● EXERCISE INSTRUCTIONS:
Scan the material and copy every line in which "grass" appears.

● RECORD EXTRACTS:

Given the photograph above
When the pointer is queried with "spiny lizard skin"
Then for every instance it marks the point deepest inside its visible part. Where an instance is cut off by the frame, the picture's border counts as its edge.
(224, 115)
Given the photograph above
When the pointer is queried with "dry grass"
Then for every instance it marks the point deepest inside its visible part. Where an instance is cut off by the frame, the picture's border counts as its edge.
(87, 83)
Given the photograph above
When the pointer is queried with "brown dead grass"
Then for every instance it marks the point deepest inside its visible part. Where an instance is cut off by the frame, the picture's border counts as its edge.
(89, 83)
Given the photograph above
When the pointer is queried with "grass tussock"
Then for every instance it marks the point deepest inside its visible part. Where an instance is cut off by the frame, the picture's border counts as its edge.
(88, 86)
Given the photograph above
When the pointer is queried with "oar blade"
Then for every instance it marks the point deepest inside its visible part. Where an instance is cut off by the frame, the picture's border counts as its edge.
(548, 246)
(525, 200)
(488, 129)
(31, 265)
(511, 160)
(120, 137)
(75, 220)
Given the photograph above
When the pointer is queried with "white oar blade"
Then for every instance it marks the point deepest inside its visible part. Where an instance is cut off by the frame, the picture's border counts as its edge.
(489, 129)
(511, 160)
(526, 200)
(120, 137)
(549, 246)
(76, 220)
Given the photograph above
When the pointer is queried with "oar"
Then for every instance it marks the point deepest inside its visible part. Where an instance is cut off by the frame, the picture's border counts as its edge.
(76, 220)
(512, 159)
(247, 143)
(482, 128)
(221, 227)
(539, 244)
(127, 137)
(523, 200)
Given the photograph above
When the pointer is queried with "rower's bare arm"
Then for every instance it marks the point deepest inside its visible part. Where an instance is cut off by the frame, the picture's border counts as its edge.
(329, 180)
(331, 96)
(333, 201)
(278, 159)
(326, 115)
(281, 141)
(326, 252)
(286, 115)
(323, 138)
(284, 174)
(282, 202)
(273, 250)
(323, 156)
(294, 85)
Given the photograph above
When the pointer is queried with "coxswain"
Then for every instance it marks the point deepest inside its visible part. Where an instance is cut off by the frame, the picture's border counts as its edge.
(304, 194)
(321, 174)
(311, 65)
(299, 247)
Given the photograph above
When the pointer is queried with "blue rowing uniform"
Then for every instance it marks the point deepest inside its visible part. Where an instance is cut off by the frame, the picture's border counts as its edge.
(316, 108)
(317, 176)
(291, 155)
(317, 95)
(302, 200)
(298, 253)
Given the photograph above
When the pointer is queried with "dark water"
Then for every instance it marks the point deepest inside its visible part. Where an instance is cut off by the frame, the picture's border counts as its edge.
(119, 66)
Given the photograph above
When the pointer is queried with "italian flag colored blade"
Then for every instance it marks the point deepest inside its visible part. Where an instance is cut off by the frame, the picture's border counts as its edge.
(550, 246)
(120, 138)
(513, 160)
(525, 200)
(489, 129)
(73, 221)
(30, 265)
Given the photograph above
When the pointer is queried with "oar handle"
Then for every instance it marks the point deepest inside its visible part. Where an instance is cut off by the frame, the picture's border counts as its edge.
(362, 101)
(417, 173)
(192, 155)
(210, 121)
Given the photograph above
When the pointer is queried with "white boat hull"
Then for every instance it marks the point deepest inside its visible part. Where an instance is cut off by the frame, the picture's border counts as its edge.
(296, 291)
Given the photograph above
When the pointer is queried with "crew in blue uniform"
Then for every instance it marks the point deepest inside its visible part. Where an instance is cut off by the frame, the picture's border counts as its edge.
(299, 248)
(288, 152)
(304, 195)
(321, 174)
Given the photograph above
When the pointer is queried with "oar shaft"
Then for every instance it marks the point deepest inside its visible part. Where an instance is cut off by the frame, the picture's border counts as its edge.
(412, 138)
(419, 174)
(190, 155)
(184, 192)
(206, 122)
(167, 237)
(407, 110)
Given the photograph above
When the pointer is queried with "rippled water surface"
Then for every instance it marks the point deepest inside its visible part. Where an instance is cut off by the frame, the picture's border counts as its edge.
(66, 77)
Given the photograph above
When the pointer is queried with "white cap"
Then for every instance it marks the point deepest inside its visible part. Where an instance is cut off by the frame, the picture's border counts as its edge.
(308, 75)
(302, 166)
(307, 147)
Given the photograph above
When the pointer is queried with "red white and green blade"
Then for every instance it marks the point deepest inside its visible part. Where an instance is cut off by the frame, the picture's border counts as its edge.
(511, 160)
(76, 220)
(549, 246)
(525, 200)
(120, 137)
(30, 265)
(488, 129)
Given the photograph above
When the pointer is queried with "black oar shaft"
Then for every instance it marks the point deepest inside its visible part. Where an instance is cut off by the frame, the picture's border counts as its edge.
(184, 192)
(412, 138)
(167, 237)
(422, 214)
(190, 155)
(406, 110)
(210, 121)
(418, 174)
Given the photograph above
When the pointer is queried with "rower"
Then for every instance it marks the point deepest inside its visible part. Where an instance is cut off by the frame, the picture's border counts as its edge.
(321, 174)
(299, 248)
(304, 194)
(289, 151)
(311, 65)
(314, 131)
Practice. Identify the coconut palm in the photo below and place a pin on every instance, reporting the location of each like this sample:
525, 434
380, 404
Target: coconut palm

● SOLUTION TO THIS EXERCISE:
When the pointer is queried with "dry grass"
When the pointer is queried with "brown dead grass"
When the pointer is queried with "grass tussock"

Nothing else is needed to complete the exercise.